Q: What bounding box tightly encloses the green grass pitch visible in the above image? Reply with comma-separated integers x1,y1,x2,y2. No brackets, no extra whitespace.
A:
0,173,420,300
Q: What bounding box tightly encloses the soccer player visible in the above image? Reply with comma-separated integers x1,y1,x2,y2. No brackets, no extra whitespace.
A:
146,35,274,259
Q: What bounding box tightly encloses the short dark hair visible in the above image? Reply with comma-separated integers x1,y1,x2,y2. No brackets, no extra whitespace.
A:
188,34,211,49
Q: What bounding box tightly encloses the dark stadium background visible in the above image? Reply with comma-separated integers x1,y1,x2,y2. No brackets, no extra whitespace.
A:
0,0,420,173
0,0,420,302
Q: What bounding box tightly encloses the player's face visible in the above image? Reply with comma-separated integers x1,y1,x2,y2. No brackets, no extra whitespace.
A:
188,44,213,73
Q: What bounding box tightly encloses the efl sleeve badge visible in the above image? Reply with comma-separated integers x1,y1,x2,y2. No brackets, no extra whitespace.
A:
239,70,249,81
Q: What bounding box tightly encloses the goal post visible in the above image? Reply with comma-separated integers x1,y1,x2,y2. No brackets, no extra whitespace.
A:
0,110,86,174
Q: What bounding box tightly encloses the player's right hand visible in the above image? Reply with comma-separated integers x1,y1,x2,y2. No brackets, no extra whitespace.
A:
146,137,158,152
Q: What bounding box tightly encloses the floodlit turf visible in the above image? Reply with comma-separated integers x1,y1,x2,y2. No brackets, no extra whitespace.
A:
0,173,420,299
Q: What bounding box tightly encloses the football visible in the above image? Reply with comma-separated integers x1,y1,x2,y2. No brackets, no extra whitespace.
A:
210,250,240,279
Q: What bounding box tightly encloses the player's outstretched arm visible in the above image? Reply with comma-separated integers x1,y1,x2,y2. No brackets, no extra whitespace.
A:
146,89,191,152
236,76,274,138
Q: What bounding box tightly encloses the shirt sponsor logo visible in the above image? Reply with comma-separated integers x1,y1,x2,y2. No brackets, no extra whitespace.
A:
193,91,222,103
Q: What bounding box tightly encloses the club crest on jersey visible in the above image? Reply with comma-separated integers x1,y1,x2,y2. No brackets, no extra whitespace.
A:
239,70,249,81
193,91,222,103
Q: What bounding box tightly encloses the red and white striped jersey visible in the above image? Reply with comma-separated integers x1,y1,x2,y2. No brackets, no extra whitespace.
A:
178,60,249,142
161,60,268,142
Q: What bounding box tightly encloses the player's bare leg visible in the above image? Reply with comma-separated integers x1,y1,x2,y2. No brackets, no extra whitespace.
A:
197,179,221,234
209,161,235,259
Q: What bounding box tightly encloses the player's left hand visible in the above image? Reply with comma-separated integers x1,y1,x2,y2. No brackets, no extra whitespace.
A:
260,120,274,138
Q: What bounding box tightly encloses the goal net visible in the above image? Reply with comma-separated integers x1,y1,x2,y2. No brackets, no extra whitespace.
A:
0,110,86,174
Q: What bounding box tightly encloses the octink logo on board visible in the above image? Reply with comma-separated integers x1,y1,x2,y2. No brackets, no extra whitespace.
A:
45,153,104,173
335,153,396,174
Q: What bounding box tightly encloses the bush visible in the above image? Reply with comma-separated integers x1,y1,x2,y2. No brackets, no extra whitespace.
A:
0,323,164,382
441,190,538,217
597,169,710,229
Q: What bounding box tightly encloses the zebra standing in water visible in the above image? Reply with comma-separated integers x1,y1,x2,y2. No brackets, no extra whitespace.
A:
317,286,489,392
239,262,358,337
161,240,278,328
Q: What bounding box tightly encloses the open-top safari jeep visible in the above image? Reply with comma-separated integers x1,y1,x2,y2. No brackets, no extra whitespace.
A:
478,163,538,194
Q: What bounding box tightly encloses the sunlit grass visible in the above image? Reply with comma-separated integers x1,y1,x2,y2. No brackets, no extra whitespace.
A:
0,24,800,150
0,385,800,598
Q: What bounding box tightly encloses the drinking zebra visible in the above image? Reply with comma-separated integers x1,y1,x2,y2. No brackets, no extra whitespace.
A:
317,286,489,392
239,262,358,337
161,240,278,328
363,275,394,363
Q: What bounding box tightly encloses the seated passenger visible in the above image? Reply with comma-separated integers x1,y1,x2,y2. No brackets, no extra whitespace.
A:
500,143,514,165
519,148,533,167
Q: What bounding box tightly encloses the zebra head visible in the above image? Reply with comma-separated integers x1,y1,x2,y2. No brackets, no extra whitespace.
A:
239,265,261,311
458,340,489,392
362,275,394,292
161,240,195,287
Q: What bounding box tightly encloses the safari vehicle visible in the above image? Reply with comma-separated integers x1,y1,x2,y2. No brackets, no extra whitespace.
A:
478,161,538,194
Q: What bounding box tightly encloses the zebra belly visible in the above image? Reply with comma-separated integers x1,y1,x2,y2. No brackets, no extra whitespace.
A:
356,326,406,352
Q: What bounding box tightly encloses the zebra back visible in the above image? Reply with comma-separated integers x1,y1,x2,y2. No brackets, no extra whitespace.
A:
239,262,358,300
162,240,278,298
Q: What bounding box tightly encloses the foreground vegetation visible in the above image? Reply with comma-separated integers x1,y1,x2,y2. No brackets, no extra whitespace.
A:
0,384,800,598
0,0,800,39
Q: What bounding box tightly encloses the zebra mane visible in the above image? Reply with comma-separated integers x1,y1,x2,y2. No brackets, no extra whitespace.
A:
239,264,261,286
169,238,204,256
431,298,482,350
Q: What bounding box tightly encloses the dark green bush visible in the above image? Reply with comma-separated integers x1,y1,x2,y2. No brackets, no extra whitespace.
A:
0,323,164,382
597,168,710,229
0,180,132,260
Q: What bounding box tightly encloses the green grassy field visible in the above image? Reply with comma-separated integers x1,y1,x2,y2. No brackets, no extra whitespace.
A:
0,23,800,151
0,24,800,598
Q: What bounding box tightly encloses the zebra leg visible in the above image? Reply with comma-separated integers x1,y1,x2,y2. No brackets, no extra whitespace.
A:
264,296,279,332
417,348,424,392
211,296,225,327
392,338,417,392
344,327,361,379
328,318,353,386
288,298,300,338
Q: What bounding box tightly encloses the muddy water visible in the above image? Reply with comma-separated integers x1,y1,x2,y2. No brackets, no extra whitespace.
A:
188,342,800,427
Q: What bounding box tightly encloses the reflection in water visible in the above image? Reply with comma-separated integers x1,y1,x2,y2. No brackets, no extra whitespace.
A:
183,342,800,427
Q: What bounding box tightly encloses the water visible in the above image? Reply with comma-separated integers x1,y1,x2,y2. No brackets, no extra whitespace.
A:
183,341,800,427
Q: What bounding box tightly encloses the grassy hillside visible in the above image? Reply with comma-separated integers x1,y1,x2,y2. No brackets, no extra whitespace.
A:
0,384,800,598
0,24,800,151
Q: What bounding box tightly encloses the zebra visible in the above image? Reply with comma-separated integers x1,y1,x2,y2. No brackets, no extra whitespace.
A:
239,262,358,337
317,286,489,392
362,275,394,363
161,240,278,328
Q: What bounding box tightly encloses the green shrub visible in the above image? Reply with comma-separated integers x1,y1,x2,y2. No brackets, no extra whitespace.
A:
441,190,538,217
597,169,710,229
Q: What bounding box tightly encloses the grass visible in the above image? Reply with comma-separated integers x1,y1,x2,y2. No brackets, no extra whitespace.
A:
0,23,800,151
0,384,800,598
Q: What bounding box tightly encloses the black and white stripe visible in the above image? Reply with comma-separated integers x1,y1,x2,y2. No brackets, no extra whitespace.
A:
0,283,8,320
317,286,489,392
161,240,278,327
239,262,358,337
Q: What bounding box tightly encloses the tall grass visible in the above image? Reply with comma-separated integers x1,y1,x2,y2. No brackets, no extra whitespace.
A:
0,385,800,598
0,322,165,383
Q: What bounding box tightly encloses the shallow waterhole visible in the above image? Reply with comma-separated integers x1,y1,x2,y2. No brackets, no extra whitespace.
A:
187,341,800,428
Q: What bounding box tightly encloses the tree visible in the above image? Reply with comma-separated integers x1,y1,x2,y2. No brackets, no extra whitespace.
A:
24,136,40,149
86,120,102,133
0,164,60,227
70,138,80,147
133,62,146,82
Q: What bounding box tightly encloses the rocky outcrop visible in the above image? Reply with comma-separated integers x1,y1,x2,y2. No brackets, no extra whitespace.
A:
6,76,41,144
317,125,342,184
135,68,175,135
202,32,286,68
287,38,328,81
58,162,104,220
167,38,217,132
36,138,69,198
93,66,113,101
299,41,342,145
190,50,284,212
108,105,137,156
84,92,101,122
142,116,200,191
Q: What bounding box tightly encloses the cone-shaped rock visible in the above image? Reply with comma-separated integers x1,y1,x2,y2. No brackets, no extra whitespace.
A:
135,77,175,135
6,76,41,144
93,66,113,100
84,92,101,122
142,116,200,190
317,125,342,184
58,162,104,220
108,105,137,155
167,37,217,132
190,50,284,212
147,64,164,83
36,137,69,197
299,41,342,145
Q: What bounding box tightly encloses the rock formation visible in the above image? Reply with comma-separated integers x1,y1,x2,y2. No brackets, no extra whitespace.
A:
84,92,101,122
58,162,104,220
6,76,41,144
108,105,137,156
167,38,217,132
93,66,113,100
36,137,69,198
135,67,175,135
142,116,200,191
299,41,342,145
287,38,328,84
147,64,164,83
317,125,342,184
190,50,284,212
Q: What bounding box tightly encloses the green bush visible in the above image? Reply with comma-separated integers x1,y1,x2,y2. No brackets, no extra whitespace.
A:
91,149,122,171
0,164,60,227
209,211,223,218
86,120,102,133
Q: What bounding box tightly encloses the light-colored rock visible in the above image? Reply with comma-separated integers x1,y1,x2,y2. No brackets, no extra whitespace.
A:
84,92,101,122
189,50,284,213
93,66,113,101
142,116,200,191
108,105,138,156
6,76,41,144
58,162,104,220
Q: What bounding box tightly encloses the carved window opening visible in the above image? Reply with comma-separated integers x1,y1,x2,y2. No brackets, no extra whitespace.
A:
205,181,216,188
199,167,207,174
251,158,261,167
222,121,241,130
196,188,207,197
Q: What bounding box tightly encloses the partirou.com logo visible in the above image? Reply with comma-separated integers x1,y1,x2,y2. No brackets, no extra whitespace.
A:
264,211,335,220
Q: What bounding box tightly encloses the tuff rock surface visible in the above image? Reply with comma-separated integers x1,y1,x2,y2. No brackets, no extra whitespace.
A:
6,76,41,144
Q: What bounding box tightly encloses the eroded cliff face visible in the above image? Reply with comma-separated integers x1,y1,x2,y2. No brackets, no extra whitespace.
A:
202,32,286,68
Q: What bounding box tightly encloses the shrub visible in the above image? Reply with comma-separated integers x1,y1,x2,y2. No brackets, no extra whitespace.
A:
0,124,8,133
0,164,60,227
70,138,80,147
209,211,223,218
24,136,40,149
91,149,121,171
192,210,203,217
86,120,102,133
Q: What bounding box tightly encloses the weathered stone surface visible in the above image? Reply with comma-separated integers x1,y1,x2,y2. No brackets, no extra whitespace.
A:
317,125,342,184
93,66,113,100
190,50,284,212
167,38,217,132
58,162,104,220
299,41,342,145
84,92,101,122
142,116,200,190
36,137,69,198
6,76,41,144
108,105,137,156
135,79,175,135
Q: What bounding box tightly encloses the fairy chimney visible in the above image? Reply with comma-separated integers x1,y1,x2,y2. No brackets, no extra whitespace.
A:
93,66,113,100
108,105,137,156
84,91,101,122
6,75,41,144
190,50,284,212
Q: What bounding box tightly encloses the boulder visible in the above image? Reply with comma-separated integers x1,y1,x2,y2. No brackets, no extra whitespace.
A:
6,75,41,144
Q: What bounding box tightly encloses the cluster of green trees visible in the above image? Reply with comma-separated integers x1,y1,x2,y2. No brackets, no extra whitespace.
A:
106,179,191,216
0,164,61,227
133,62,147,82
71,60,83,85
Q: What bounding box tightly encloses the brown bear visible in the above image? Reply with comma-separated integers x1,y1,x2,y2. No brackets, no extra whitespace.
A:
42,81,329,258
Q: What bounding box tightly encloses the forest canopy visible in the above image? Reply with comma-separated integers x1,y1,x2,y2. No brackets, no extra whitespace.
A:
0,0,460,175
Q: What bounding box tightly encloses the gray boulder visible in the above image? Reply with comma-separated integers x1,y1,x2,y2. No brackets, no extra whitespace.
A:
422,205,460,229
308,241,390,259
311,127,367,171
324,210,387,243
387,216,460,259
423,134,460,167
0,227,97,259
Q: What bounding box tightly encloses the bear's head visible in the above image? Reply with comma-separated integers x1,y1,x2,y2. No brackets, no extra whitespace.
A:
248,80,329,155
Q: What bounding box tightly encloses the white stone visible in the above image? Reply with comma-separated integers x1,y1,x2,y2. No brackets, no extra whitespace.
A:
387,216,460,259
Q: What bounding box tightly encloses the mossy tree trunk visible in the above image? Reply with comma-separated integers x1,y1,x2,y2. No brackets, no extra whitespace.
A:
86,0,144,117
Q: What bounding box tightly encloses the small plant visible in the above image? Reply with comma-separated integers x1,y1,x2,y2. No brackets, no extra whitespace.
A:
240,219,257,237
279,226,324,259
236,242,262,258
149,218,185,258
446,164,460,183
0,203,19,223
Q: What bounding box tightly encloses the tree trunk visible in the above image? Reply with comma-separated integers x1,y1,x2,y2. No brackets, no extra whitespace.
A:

--------------------------------------------------

_Your goal_
Reproduce the data from the line containing "Q: What bounding box tightly encloses the grassy" up to and including the line containing "0,24,800,151", substituting "green slope" for "grassy hillside" and leaving everything else unchanged.

_Result below_
Q: What bounding box tightly encloses the green slope visible in the above image? Reply with comma-separated integers x1,y1,x2,y2. No brackets, no extra whitespace.
A:
0,384,800,598
0,24,800,151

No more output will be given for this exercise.